(Named object pointing lines)
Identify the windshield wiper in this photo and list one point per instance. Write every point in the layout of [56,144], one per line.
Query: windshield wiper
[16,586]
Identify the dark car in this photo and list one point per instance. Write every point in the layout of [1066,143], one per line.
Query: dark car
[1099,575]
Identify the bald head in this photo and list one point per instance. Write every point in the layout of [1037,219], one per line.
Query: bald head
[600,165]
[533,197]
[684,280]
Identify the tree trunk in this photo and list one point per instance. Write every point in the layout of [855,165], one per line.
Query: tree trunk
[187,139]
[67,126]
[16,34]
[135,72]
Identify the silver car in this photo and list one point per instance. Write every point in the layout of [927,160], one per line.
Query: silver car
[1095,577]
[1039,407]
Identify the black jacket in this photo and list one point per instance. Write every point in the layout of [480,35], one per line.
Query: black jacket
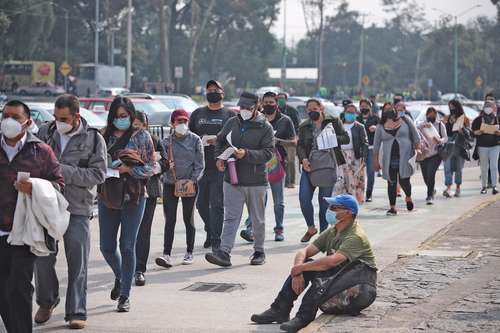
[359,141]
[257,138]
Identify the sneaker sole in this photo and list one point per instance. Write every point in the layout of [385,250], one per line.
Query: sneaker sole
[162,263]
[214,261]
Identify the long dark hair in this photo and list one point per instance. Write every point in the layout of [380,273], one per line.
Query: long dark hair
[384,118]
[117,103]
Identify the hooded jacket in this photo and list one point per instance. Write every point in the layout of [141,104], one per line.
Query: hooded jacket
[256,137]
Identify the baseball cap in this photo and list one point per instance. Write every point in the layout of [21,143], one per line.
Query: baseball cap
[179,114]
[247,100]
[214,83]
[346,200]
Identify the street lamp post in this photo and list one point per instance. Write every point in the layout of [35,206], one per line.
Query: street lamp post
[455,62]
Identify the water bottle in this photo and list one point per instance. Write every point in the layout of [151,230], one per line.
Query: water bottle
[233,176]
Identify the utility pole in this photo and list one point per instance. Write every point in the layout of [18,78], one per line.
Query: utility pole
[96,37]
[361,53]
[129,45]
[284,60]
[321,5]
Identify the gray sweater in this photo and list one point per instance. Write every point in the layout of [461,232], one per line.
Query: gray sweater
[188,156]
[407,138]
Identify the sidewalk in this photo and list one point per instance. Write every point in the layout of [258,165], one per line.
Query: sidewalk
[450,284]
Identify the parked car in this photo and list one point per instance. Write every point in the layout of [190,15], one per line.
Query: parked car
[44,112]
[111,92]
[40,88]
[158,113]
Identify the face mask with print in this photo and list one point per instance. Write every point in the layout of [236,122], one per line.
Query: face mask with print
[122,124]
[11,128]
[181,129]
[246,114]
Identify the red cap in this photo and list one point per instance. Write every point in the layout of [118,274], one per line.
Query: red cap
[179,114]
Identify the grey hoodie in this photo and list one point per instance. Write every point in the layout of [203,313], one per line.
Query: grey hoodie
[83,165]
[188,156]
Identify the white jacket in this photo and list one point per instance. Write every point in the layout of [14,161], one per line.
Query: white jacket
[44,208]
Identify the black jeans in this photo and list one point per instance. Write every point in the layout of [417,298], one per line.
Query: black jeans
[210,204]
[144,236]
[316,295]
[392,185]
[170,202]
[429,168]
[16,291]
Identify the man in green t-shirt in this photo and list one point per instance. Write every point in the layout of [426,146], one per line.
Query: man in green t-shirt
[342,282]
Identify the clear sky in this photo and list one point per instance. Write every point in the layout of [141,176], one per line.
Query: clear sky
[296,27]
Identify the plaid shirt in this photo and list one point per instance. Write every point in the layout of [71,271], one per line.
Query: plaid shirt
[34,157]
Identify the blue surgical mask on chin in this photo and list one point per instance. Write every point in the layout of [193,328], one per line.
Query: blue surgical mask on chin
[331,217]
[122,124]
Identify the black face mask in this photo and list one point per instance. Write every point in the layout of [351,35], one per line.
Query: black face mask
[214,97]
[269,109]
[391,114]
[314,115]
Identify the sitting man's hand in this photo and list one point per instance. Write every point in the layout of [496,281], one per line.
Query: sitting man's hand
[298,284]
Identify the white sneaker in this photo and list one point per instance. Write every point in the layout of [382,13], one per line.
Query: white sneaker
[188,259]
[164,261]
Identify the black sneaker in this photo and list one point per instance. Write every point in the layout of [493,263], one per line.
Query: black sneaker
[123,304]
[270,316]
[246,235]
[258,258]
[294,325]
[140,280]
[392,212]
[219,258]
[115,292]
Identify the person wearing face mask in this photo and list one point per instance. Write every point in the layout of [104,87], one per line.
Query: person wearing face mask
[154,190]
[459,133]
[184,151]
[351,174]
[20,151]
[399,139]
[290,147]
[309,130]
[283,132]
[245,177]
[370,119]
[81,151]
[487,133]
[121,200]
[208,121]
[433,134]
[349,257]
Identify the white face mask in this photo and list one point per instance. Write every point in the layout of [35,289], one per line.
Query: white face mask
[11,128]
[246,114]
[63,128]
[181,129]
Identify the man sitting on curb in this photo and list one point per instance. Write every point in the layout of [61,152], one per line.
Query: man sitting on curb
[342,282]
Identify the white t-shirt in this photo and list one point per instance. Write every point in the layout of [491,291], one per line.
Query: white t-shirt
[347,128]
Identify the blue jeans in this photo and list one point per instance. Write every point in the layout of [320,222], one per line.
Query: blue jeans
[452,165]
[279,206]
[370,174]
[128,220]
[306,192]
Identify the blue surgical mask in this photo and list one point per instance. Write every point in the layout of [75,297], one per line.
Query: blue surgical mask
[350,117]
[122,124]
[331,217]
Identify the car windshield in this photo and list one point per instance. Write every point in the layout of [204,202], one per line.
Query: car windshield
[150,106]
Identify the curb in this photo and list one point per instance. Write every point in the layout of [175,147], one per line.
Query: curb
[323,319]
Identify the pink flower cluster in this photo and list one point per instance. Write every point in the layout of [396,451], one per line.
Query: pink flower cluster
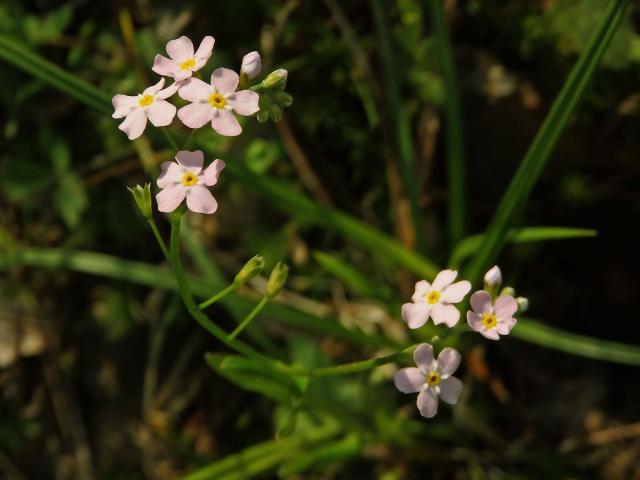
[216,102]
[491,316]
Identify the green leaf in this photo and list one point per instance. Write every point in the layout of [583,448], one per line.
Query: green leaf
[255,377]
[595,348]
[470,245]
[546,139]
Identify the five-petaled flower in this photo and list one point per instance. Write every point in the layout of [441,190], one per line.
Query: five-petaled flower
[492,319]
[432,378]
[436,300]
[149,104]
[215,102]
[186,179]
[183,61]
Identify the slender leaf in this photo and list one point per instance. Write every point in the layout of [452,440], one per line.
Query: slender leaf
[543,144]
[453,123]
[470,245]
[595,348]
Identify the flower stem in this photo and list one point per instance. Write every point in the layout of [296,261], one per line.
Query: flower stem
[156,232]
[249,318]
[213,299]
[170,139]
* * *
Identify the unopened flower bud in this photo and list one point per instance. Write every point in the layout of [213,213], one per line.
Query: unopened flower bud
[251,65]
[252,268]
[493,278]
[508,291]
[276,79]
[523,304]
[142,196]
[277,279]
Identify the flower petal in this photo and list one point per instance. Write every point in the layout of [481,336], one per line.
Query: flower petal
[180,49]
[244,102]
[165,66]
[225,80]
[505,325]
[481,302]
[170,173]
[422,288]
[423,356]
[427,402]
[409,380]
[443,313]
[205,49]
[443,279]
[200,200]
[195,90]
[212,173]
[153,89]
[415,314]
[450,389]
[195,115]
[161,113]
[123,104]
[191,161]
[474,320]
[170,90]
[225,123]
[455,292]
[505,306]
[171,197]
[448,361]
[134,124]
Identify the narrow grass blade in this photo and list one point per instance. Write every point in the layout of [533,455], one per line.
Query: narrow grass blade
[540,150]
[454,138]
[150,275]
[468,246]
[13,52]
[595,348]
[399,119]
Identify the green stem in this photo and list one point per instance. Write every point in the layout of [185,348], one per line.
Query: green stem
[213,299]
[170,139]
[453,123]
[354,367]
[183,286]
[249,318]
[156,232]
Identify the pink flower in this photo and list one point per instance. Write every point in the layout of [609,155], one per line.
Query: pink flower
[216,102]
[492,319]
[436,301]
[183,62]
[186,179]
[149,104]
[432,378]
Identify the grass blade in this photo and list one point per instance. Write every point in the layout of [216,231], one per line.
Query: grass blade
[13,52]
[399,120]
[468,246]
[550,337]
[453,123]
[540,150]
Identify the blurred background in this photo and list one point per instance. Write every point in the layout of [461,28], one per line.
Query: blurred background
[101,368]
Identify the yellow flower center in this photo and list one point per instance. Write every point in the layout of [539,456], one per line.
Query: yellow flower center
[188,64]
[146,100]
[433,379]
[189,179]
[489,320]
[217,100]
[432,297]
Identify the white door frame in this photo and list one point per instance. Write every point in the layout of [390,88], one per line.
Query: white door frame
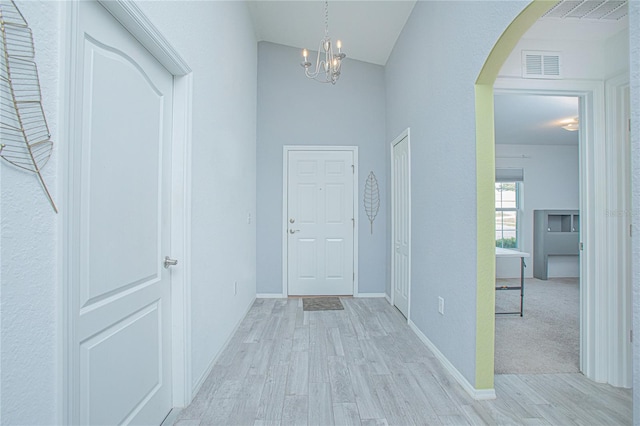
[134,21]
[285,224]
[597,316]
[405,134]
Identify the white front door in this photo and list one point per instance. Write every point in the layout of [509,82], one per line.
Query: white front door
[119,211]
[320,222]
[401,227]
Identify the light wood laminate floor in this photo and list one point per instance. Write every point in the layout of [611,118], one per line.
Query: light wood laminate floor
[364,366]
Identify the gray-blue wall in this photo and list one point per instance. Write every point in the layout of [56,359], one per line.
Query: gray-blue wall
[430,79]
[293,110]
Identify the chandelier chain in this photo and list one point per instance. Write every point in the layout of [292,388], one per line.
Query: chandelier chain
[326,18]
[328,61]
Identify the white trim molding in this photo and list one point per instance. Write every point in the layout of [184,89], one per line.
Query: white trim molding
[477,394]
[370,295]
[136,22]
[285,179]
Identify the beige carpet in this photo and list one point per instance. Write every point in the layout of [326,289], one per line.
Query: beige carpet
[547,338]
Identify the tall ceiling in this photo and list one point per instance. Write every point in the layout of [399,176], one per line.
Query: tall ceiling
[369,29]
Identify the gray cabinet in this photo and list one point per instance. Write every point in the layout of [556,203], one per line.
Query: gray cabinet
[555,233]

Exercise details:
Pick out every line above that contains the word "grey" and copy each one in full.

Solution to this task:
Identify the grey hoodie in this photo and list one point per instance. Write every point in the layout of [203,313], one per line.
Query: grey hoodie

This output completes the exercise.